- _Instruction 1_
Answer these from the Zion camping text, one per line:
(a) How much was the entrance fee to Zion National Park, and for how many days was it good?
(b) Which campground did the writer go to?
(c) Which brand of baby wipes does the writer recommend?
- _Instruction 2_
Write out a passage from the Zion camping text word for word, starting at the words "Once I bought" and ending after "poor cell signal].".
- _Instruction 3_
List every feature of the campsite that the Zion camping text names as something the writer particularly liked.

- _Source text_
* * * * * * * * *

I got all non-perishable foods because I wouldn’t have any refrigeration options while camping, since flying with a cooler is complicated.

Once I bought my supplies, I plugged in Zion National Park to my GPS and headed on my way [tip: while GPS is great, don’t rely on it to be your only navigational source. I always print out driving directions and a few key maps for the areas I’m driving to in case there is poor cell signal].


The Campsite:

A few hours later, I pulled in to Zion National Park, paid the $35 entrance fee (good for 7 days), and proceeded to South Campground. This was one of the most picturesque camp sites I have ever had the opportunity to sleep at.  While it is located on a relatively trafficked foot path open to the public, it’s hard to be mad when your tent is facing beautiful thousand-foot cliffs.

Things I particularly liked about this site:

  • Tree coverage – it’s HOT in the summer in Zion. My site had a tree shading the tent area, which was a life saver, especially on the days I came back from hiking mid-morning. Do your research before booking to make sure the site you choose has tree coverage. Not all of them do
  • Bathrooms – nothing fancy, but close by, with toilets, sinks, and access to potable water directly outside the bathroom. Unfortunately, no showers, so you’ll have to be OK going a few days without a shower [TIP: bring baby wipes with you – I recommend Sea2Summit – and wash your body with them before you change into you pajamas for the night]
  • Access to the park – being IN the park, getting to the access points for park activities was as easy as walking about .5 miles down the road. Some folks I spoke with had to camp up to 45 minutes away (which is what I would have been doing too, had I not gotten this site) and when you need to be at the park really early, that driving sounds horrible.

* * * * * * * * *

- _Data segment_

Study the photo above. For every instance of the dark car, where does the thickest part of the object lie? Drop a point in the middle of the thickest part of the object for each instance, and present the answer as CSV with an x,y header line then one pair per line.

* * * * * * * * *

- _Answer 1_
(a) $35, good for 7 days
(b) South Campground
(c) Sea2Summit

- _Answer 2_
Once I bought my supplies, I plugged in Zion National Park to my GPS and headed on my way [tip: while GPS is great, don’t rely on it to be your only navigational source. I always print out driving directions and a few key maps for the areas I’m driving to in case there is poor cell signal].

- _Answer 3_
Tree coverage
Bathrooms
Access to the park